Dataset entries
:::

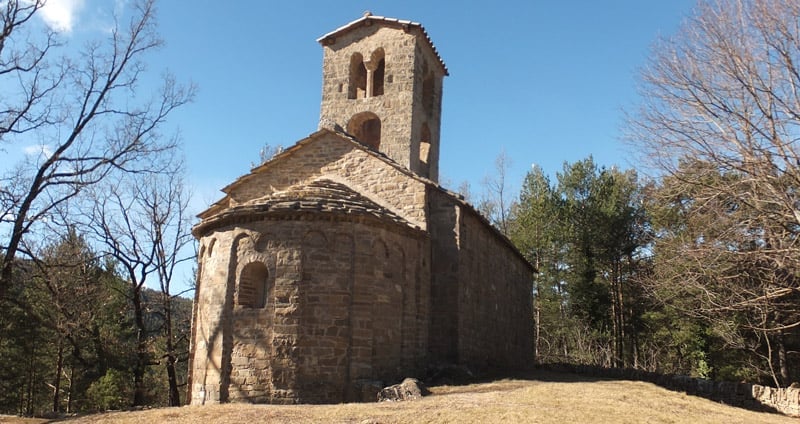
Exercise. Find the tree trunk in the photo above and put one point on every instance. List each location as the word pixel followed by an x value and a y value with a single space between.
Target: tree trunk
pixel 142 359
pixel 783 365
pixel 174 396
pixel 57 381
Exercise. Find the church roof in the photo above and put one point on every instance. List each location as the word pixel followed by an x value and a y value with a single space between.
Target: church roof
pixel 334 197
pixel 321 196
pixel 369 19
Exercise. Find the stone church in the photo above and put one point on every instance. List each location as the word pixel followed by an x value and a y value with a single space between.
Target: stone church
pixel 341 261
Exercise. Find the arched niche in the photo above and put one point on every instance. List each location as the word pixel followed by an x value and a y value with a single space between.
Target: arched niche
pixel 378 65
pixel 253 282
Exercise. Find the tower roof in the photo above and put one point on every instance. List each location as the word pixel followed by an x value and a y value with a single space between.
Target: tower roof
pixel 369 19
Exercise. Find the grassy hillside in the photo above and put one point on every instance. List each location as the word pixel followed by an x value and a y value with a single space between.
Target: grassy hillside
pixel 550 398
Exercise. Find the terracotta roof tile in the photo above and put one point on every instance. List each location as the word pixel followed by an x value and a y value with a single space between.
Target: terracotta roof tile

:::

◆ WHAT TO DO
Copy each line, exactly, that falls between the line containing "Exercise. Find the grassy" and the end of the entries, both included.

◆ SOLUTION TO THE EXERCISE
Exercise. Find the grassy hillside in the photo above and put one point on every instance. List each location as the word pixel followed by an x value and a y value with a single space between.
Target: grassy hillside
pixel 550 398
Exercise. Find the terracotta roof tile in the photo above and put one point on every instance. List each location as the word pixel followed by an x value and a y value with a single space between.
Target: terracotta roof tile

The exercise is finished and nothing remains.